Exercise text:
%%
Cross Ash is a village in Monmouthshire, south east Wales. It is located on the B4521 road between Abergavenny and Skenfrith, some six miles north east of Abergavenny. The Welsh name for Cross Ash is Croesonnen, although it is not currently in official use.

==Setting==
Cross Ash is situated in a rural part of north-east Monmouthshire. The village is located on the southern foothills of Graig Syfyrddin, where several country lanes converge on the B4521 road. It is virtually equidistant between the 'three castles of Gwent', White Castle, Skenfrith Castle and Grosmont Castle.

==History and amenities==
Cross Ash has a primary school which serves an expansive rural area. Next door to the school is a village hall which serves as the venue for the annual Cross Ash Show and Fun Day. There was formerly a post office and petrol station in the village however both are now closed.
%%
Records taken from a dataset:
%%
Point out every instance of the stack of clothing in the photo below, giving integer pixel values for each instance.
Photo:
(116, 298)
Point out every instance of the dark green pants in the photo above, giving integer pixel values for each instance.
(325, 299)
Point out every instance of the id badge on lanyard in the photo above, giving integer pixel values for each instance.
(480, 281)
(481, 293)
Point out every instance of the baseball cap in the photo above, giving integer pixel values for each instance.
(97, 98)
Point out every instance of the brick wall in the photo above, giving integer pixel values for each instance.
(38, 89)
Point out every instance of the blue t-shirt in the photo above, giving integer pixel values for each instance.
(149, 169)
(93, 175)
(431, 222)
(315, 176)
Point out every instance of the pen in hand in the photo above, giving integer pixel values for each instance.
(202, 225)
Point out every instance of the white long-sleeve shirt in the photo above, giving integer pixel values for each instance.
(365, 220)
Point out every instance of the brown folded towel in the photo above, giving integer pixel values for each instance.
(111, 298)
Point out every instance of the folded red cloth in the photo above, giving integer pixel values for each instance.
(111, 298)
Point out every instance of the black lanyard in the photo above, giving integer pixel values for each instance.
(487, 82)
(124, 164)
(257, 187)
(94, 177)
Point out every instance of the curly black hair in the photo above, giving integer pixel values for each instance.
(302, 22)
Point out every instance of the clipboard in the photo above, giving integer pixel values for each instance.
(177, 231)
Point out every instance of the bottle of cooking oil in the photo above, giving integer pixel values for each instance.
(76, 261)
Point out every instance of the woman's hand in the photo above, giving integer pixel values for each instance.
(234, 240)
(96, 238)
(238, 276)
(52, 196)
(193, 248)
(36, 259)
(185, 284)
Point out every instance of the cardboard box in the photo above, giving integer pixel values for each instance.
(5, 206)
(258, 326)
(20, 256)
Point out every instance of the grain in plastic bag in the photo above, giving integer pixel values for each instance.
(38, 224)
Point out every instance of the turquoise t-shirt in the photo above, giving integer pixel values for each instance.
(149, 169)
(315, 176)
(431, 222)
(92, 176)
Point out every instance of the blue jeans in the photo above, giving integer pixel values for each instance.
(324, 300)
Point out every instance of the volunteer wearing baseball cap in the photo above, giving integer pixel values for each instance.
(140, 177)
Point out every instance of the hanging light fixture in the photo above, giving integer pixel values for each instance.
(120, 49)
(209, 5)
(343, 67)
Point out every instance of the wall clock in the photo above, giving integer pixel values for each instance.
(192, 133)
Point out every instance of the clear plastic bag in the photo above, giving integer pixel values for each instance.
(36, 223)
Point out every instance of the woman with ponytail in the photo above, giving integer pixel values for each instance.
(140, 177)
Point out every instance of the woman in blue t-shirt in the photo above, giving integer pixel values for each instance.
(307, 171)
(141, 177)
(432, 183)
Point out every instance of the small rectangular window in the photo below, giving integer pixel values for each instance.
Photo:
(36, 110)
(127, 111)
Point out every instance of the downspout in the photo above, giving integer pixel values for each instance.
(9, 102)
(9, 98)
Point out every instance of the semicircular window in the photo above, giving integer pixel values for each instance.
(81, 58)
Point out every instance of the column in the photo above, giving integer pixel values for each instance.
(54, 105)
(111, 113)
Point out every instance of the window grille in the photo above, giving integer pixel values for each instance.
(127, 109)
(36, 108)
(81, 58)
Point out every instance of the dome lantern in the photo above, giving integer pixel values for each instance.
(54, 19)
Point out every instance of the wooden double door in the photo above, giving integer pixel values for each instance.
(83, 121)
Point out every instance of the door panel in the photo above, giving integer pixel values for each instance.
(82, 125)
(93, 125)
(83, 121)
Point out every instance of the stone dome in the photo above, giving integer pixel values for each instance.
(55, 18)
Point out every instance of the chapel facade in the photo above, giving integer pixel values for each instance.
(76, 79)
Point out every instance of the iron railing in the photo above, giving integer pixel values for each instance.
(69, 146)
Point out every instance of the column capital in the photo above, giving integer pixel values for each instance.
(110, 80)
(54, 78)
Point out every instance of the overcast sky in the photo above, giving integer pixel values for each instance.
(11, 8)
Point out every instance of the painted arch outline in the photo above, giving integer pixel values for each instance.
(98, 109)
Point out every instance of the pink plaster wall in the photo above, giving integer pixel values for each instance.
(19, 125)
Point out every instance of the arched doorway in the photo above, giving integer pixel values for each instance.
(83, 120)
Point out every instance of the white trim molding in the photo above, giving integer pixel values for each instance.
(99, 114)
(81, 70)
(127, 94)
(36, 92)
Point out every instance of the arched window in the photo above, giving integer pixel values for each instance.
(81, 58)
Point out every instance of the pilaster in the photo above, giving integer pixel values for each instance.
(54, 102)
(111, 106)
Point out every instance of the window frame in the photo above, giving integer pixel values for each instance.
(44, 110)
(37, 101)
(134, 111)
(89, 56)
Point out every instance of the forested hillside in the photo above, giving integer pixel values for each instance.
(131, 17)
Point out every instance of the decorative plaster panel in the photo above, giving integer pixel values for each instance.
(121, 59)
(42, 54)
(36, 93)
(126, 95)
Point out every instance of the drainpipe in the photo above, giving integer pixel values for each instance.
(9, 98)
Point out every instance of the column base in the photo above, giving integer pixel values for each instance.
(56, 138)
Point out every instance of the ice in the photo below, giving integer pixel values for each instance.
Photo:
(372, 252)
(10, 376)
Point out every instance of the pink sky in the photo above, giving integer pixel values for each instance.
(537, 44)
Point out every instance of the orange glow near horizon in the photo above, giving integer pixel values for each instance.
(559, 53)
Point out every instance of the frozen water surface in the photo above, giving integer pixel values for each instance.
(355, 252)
%%
Directions:
Copy out the whole text about Cross Ash word for word, from its first line to its last. This material is separate from the text about Cross Ash.

Answer to this exercise:
Cross Ash is a village in Monmouthshire, south east Wales. It is located on the B4521 road between Abergavenny and Skenfrith, some six miles north east of Abergavenny. The Welsh name for Cross Ash is Croesonnen, although it is not currently in official use.

==Setting==
Cross Ash is situated in a rural part of north-east Monmouthshire. The village is located on the southern foothills of Graig Syfyrddin, where several country lanes converge on the B4521 road. It is virtually equidistant between the 'three castles of Gwent', White Castle, Skenfrith Castle and Grosmont Castle.

==History and amenities==
Cross Ash has a primary school which serves an expansive rural area. Next door to the school is a village hall which serves as the venue for the annual Cross Ash Show and Fun Day. There was formerly a post office and petrol station in the village however both are now closed.